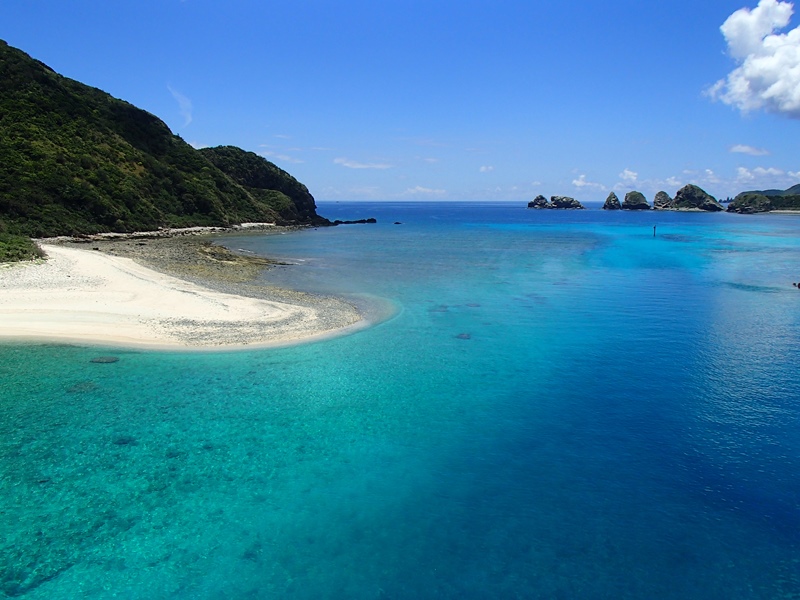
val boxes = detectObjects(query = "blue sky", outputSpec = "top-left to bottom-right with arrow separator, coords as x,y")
0,0 -> 800,201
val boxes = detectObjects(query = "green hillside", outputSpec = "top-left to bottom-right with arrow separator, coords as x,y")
0,40 -> 327,237
728,184 -> 800,214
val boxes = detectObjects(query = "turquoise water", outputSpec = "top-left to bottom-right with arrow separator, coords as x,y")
0,203 -> 800,599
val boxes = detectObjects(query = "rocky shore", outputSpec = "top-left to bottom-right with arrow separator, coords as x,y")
0,227 -> 365,349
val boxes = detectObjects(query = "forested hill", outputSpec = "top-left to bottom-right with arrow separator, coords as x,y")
0,40 -> 328,237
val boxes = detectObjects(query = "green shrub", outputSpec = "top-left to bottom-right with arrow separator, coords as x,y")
0,233 -> 44,262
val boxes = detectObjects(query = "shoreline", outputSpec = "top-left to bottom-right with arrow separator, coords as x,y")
0,226 -> 370,351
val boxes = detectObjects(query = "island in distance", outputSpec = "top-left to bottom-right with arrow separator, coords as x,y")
603,184 -> 725,212
528,194 -> 585,210
528,184 -> 725,212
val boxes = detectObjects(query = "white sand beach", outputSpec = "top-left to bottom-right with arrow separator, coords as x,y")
0,244 -> 360,349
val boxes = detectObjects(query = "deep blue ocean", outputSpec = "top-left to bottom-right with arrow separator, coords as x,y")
0,203 -> 800,600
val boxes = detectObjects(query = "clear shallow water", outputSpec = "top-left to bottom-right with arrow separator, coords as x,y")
0,203 -> 800,599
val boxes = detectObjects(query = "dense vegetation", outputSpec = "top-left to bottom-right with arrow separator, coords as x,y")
0,40 -> 327,237
0,233 -> 44,262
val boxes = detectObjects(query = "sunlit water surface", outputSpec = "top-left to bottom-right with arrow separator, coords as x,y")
0,203 -> 800,599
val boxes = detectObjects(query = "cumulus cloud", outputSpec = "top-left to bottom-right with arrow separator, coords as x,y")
730,144 -> 769,156
333,158 -> 392,169
572,175 -> 606,191
261,150 -> 305,165
405,185 -> 447,196
708,0 -> 800,119
167,85 -> 192,127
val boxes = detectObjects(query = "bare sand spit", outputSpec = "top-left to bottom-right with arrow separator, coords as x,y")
0,244 -> 363,349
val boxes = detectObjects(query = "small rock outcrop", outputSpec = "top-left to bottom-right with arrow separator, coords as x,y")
622,191 -> 650,210
550,196 -> 583,210
728,192 -> 772,215
528,194 -> 550,208
603,192 -> 622,210
653,192 -> 672,210
670,183 -> 725,212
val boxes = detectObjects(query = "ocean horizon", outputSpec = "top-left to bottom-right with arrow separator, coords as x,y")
0,202 -> 800,600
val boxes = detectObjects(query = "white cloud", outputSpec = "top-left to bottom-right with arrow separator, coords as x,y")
333,158 -> 392,169
261,150 -> 305,164
572,175 -> 606,191
753,167 -> 785,177
707,0 -> 800,118
404,185 -> 447,196
167,85 -> 192,127
736,167 -> 755,183
730,144 -> 769,156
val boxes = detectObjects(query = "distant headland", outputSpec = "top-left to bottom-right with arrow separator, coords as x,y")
528,184 -> 800,214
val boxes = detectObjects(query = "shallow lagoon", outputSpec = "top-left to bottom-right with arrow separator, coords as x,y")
0,203 -> 800,599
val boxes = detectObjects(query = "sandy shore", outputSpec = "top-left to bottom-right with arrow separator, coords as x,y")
0,244 -> 362,349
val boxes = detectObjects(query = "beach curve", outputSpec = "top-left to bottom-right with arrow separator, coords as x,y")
0,244 -> 364,350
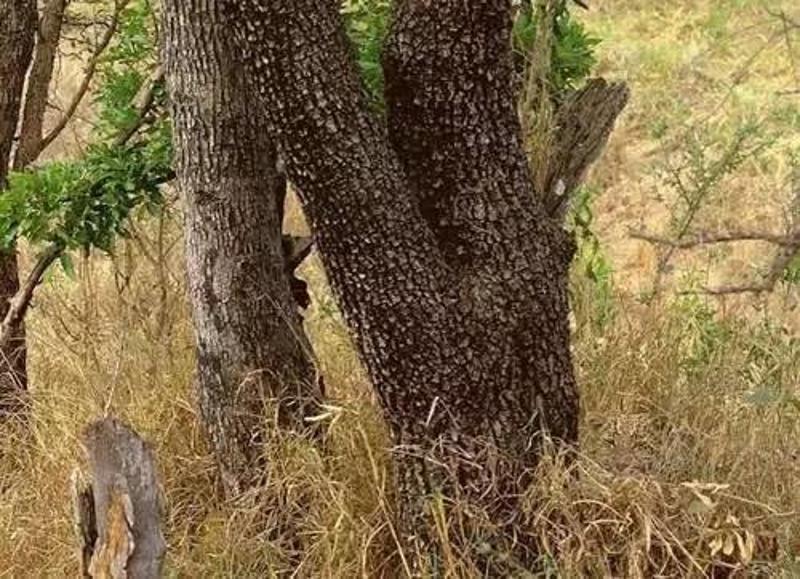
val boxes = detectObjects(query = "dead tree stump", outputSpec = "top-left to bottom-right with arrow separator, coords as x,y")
73,418 -> 166,579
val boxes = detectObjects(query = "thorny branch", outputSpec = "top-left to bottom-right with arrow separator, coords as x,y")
630,167 -> 800,296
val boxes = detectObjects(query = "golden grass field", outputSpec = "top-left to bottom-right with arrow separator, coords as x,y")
0,0 -> 800,578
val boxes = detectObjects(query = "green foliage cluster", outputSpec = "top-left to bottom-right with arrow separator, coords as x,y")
514,0 -> 600,98
0,0 -> 172,268
342,0 -> 392,110
568,186 -> 615,330
0,139 -> 171,252
342,0 -> 600,110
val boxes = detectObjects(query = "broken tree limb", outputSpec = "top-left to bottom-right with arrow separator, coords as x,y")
542,78 -> 630,219
75,418 -> 166,579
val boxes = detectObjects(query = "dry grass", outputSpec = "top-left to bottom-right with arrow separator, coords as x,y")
0,0 -> 800,578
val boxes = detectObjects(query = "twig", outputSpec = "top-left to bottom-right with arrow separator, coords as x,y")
39,0 -> 129,153
14,0 -> 67,170
0,243 -> 64,349
630,230 -> 800,249
113,65 -> 164,146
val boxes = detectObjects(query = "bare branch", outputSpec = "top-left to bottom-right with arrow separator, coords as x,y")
39,0 -> 129,154
14,0 -> 67,170
630,229 -> 800,249
0,243 -> 63,349
682,244 -> 800,296
543,79 -> 630,219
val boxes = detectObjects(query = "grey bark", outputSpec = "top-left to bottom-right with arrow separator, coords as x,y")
73,418 -> 166,579
0,0 -> 36,415
164,0 -> 319,495
222,0 -> 578,560
161,0 -> 624,574
14,0 -> 67,169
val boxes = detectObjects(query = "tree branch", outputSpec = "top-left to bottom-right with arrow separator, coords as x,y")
542,78 -> 630,221
37,0 -> 129,155
14,0 -> 67,170
0,243 -> 63,350
629,229 -> 800,249
113,65 -> 164,146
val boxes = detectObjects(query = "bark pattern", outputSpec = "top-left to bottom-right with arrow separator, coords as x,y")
0,0 -> 36,414
228,0 -> 577,552
14,0 -> 67,169
164,0 -> 319,495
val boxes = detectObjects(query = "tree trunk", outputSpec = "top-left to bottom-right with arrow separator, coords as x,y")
73,418 -> 167,579
219,0 -> 578,564
0,0 -> 36,415
164,0 -> 319,496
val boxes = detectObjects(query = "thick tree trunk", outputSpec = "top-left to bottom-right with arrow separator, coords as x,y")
164,0 -> 319,495
14,0 -> 67,169
0,0 -> 36,415
220,0 -> 578,564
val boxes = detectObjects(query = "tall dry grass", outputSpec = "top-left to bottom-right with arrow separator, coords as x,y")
0,0 -> 800,578
0,206 -> 800,578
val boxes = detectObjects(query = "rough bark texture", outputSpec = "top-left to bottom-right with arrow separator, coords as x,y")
0,0 -> 36,415
14,0 -> 67,169
79,418 -> 167,579
164,0 -> 319,495
217,0 -> 578,560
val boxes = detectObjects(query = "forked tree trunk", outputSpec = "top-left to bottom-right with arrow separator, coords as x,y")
167,0 -> 624,573
220,0 -> 578,560
0,0 -> 36,415
164,0 -> 319,496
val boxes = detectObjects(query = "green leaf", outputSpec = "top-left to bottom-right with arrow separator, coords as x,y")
58,252 -> 75,280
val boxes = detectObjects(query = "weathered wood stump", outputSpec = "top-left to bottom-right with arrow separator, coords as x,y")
73,418 -> 166,579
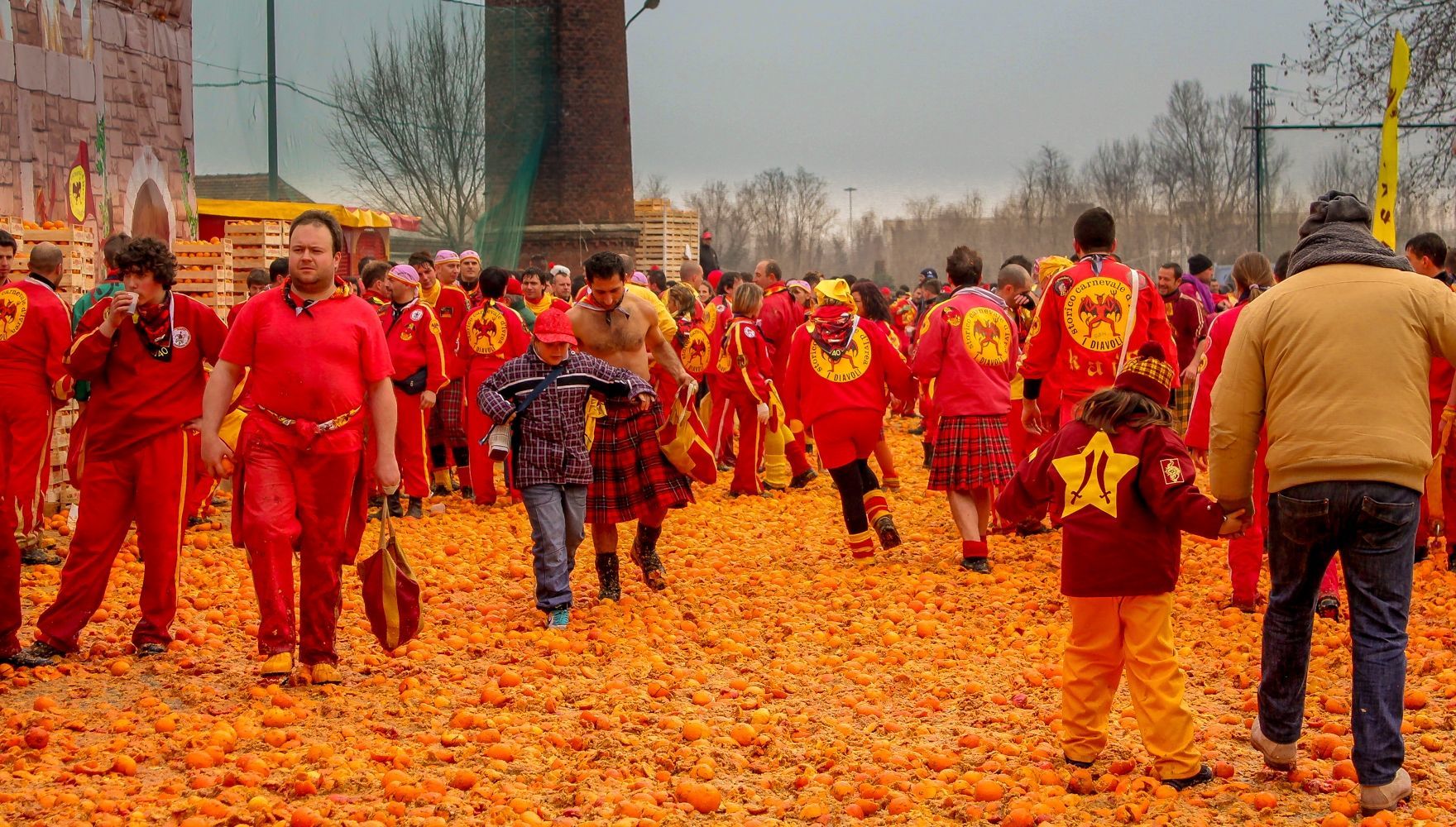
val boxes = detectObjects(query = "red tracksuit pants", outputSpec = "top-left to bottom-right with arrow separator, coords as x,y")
239,439 -> 361,664
390,385 -> 429,500
35,428 -> 189,653
734,393 -> 769,494
464,370 -> 521,505
0,392 -> 55,655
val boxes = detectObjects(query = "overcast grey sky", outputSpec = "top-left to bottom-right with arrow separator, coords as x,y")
194,0 -> 1339,217
625,0 -> 1324,214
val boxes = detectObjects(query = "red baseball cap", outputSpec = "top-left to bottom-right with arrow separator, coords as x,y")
534,307 -> 577,345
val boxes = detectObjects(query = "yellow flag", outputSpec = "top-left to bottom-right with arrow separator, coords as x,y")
1374,32 -> 1410,251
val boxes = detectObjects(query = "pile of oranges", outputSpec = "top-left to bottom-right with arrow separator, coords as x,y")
0,421 -> 1456,827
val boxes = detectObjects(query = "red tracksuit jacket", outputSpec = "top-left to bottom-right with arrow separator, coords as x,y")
912,287 -> 1021,417
67,293 -> 228,459
0,274 -> 73,404
1021,255 -> 1178,400
456,299 -> 531,387
718,318 -> 774,402
379,299 -> 448,393
996,419 -> 1223,597
779,307 -> 916,428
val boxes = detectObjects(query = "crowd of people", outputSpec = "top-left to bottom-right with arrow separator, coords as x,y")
0,192 -> 1456,811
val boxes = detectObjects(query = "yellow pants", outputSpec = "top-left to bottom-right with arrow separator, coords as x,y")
1061,593 -> 1203,779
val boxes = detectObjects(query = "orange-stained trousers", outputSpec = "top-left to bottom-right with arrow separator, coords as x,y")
725,393 -> 764,494
35,428 -> 190,653
234,425 -> 361,664
390,385 -> 429,500
0,389 -> 55,655
1061,593 -> 1203,779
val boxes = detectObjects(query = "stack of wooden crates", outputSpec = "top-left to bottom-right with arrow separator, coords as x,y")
223,220 -> 293,300
629,198 -> 699,278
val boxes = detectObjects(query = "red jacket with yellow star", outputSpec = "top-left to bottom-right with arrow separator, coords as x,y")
379,299 -> 450,393
996,419 -> 1223,597
1021,255 -> 1178,400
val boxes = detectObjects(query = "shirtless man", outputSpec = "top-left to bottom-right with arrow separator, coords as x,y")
567,252 -> 697,600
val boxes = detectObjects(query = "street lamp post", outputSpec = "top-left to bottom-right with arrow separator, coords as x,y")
628,0 -> 663,27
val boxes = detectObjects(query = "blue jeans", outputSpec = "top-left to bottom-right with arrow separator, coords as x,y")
521,485 -> 587,611
1259,482 -> 1421,786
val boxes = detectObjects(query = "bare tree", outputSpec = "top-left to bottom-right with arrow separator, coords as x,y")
1284,0 -> 1456,189
329,7 -> 500,245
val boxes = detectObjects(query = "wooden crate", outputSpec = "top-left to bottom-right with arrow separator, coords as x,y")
635,198 -> 699,274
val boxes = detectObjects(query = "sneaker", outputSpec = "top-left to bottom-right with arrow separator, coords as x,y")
961,557 -> 992,574
597,555 -> 622,600
1360,767 -> 1410,817
632,540 -> 667,591
1249,718 -> 1299,773
875,514 -> 900,552
1163,764 -> 1213,792
258,653 -> 293,677
21,546 -> 61,566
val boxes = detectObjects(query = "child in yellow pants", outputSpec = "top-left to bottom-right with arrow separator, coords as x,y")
996,342 -> 1242,789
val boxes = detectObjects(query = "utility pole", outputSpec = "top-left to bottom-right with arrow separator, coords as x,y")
1249,63 -> 1270,252
265,0 -> 278,201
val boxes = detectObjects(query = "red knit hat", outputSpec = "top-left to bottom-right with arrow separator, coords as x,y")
1113,342 -> 1174,404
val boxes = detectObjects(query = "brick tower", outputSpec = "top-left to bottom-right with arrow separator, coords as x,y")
491,0 -> 640,275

##############################

**PROMPT**
Reproduce the listing above word for word, starting at its beginning and stopping after the line that contains "0,0 -> 800,201". Leave the pictures out.

**TASK SOLUTION**
val boxes = detectObjects(query = "blue sky", outputSpec = "top-left to bottom-right with arrow separator, coords as x,y")
0,0 -> 800,201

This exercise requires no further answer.